==== Texto de estudio

La tragedia de Edier Adán Lopera, asesinado en Tarazá hace casi tres meses, no termina. Sus vecinos siguen esperando el momento para despedirlo como el líder que fue. Esta es la historia de un campesino víctima de la violencia que aún permanece insepulto.
*Por Patricia Nieto – Hacemos Memoria
Edier Adán Lopera Restrepo no descansa en paz. Su cuerpo, ultrajado por la violencia del asesinato, sometido a los estragos del abandono a campo abierto y manipulado hasta el tuétano por expertos, yace en un laboratorio forense pese a que han pasado ochenta y un días desde su muerte. El último viaje de Edier Adán, que sirve de motivación a este texto, podría convertirse en el relato dramático de historia de la Colombia de hoy, pero este no parece ser el momento para narrarlo con toda su intensidad pues el terror ha enmudecido a los sobrevivientes y, en ese estado, el único testimonio posible está hecho de silencio.
La información según la cual el cuerpo de Edier Adán llevaba varios días expuesto al sol y al agua se transmitió por diversos medios. Desde el 21 de junio, cuando la Asociación de Campesinos del Bajo Cauca (Asocbac) denunció el asesinato ocurrido el 15 de junio y la orden de no recoger el cuerpo dictada por los asesinos, los escasos datos disponibles se convirtieron en una letanía angustiante. El conteo público de los días de abandono del cadáver tuvo que comenzar en seis, pues la noticia tardó una semana en conocerse por fuera de los límites de Tarazá, un pueblo agricultor, ganadero y minero asentado en la cuenca del río Cauca, codiciado por diversos grupos armados.

========
==== Material proporcionado

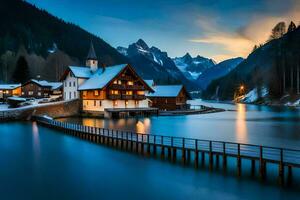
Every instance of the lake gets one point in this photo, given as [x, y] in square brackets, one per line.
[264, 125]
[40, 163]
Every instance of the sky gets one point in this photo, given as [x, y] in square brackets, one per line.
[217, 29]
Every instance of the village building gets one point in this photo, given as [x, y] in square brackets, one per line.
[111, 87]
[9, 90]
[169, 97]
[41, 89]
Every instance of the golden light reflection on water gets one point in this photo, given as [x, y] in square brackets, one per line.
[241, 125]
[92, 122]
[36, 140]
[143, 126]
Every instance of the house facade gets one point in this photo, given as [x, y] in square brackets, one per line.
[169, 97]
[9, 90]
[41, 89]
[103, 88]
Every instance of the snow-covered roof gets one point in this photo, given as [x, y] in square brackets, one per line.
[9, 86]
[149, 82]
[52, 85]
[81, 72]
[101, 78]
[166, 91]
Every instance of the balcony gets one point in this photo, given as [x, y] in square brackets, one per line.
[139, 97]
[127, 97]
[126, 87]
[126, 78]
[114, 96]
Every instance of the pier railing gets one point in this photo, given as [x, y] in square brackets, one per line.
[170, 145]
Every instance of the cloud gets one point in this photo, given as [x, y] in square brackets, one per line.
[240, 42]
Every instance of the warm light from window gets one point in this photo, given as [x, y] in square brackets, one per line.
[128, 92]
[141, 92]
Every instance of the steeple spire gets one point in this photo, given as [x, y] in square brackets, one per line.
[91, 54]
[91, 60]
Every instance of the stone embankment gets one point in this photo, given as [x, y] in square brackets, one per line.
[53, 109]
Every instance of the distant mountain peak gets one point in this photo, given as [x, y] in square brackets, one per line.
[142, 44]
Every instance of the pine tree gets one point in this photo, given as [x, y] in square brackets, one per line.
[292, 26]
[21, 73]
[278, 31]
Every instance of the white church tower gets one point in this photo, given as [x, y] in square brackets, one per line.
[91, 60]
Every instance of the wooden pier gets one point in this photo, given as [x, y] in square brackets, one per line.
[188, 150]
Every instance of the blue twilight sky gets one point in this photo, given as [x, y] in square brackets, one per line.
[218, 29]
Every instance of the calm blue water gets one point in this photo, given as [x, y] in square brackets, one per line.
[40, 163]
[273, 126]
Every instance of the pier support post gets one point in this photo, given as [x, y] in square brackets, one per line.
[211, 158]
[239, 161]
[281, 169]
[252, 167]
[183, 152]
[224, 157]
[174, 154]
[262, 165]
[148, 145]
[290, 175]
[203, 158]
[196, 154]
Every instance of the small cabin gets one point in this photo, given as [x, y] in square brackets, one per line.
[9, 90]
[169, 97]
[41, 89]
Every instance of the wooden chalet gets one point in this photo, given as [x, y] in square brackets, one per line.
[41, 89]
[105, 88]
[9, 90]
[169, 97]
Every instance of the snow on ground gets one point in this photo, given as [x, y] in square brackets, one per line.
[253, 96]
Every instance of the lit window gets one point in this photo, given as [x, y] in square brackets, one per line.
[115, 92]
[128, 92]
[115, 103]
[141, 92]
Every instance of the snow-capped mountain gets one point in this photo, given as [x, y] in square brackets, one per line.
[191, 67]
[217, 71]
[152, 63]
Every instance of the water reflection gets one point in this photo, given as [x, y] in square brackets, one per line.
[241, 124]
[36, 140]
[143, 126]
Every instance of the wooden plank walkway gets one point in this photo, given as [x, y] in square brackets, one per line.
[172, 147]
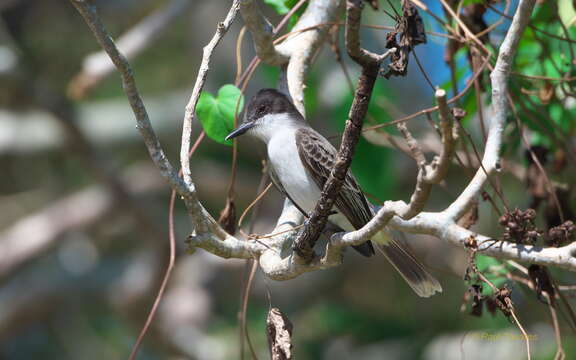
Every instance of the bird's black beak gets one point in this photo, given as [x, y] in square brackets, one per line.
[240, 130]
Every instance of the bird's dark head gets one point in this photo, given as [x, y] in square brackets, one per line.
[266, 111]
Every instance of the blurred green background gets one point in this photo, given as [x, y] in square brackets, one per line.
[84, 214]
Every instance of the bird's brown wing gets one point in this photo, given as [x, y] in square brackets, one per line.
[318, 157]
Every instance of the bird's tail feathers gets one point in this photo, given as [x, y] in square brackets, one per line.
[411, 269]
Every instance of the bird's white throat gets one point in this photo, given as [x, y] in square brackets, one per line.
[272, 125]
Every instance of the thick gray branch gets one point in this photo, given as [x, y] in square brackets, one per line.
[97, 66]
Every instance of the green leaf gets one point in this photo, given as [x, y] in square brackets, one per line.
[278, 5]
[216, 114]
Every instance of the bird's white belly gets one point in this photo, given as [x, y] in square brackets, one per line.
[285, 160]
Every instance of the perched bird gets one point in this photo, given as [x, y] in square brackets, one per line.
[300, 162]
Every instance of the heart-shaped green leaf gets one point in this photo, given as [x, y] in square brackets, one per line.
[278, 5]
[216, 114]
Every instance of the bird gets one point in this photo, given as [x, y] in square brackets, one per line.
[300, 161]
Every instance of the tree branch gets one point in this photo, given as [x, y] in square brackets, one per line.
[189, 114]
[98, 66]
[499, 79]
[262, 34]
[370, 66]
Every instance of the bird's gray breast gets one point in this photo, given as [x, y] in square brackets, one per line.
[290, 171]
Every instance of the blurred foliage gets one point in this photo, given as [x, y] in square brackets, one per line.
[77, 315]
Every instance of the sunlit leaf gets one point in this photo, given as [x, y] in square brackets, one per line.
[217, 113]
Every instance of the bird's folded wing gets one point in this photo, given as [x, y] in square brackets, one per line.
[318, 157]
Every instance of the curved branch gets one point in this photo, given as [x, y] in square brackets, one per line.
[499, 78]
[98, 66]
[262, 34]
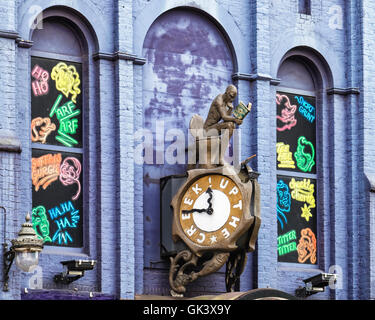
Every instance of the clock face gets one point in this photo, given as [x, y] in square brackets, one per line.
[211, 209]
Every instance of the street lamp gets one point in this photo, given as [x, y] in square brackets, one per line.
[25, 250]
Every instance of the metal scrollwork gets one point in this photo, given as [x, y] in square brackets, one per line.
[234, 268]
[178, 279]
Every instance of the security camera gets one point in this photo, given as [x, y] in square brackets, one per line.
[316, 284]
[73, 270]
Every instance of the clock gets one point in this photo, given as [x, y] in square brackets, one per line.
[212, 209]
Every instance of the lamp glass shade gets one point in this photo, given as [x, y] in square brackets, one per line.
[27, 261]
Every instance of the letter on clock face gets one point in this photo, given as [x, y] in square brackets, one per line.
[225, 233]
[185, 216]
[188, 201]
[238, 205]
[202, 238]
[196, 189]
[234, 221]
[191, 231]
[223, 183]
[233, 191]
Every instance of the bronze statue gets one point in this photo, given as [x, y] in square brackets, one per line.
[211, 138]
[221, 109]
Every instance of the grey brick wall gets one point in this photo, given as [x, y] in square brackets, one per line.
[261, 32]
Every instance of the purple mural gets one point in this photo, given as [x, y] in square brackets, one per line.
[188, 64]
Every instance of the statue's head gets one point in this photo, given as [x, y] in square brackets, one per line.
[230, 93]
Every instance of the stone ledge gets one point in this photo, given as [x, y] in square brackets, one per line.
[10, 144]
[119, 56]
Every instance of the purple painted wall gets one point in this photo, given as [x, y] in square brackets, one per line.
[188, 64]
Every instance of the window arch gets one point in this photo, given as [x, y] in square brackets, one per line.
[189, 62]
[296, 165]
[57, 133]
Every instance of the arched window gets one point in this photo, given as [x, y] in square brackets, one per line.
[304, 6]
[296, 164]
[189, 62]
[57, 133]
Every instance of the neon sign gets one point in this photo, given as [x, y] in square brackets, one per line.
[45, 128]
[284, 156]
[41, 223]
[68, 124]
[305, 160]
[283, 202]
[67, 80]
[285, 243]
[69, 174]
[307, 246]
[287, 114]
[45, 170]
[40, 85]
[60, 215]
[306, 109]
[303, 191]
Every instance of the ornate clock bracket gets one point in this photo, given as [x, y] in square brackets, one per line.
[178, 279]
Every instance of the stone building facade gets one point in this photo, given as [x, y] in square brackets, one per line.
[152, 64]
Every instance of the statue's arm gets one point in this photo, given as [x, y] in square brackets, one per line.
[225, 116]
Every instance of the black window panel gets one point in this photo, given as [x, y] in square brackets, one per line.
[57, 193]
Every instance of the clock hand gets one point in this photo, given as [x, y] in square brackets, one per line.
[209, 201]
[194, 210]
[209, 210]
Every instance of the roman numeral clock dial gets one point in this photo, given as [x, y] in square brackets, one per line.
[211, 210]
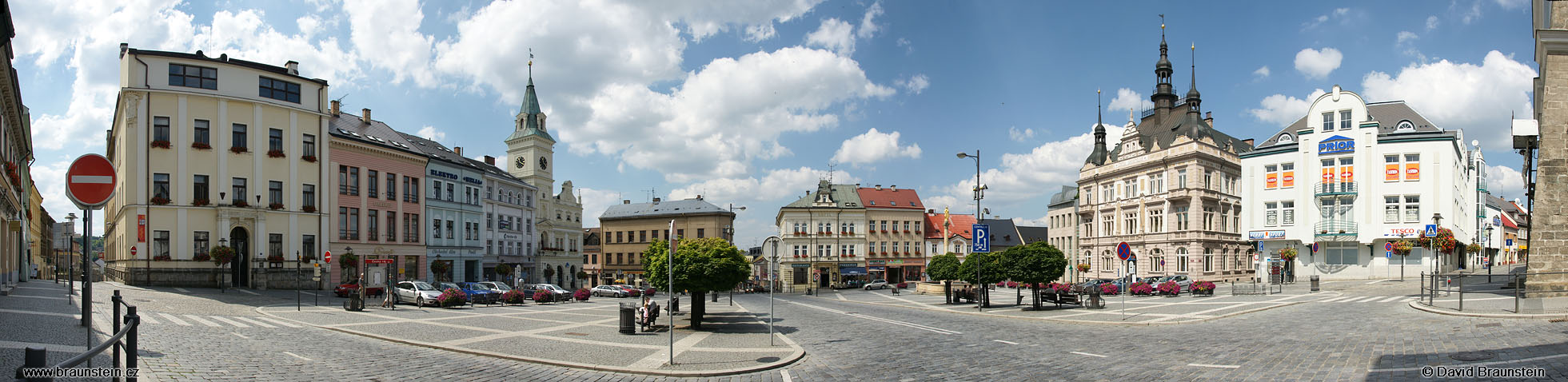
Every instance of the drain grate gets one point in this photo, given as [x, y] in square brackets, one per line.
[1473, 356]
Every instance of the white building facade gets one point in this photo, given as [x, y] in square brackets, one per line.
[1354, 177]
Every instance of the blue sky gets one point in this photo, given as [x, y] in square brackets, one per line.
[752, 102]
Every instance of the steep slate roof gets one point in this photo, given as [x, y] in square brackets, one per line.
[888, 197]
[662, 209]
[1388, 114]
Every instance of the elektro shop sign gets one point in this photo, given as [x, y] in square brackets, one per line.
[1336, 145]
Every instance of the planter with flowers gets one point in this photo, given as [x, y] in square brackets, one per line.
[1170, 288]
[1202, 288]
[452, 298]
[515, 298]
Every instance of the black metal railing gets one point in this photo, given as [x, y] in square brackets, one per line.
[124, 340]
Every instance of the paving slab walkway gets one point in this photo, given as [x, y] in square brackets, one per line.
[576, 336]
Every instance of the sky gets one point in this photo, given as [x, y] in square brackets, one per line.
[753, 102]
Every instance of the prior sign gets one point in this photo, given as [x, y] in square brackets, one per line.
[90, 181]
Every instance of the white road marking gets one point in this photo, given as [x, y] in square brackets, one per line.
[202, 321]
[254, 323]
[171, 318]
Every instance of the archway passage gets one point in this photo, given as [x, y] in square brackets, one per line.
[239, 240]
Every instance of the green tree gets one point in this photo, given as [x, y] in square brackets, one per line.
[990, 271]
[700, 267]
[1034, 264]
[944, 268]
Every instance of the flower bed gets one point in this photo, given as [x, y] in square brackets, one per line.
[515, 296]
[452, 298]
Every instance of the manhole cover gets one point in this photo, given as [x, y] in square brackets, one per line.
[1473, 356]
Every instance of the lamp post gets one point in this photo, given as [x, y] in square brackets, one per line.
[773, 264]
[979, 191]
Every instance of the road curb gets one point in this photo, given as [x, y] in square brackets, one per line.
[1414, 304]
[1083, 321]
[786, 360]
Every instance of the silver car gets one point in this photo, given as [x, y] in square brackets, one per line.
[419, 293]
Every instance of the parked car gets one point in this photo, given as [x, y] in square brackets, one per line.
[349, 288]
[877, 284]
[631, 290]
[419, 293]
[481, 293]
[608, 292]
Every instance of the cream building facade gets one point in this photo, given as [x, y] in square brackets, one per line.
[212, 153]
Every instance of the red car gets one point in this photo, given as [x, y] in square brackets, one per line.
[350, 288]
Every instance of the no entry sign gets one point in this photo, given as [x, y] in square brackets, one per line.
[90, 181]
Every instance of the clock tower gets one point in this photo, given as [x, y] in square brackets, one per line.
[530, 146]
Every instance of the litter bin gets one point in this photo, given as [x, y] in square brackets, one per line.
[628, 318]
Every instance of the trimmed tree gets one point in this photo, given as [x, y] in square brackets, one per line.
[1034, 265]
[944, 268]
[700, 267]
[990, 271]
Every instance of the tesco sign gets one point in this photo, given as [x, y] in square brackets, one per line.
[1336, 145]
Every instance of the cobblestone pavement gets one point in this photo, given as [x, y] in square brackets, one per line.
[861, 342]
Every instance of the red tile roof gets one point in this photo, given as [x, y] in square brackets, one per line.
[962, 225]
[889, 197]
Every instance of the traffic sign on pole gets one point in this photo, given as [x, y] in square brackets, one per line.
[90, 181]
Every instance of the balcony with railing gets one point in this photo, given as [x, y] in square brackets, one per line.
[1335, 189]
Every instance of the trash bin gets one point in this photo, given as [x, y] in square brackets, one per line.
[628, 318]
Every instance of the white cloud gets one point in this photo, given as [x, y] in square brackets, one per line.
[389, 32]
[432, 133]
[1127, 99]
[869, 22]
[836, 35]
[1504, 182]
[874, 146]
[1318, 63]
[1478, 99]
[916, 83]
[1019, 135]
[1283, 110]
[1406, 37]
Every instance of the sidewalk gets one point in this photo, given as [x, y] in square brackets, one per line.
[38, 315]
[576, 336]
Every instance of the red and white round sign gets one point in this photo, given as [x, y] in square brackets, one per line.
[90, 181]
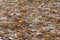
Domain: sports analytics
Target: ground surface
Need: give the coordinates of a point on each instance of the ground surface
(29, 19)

========

> [Actividad 1]:
Responde, según la crónica sobre Edier Adán Lopera:
(a) ¿Cuántos días han pasado desde la muerte de Edier Adán?
(b) ¿Qué organización denunció el asesinato y en qué fecha lo hizo?
(c) ¿En qué cuenca está asentado Tarazá?
> [Actividad 2]:
Transcribe de la crónica sobre Edier Adán Lopera el fragmento que empieza con "La tragedia de" y sigue hasta "aún permanece insepulto.".
El listado no guarda relación con la crónica sobre Edier Adán Lopera.

> [Solución escrita 1]:
(a) Ochenta y un días.
(b) La Asociación de Campesinos del Bajo Cauca (Asocbac), el 21 de junio.
(c) En la cuenca del río Cauca.

> [Solución escrita 2]:
La tragedia de Edier Adán Lopera, asesinado en Tarazá hace casi tres meses, no termina. Sus vecinos siguen esperando el momento para despedirlo como el líder que fue. Esta es la historia de un campesino víctima de la violencia que aún permanece insepulto.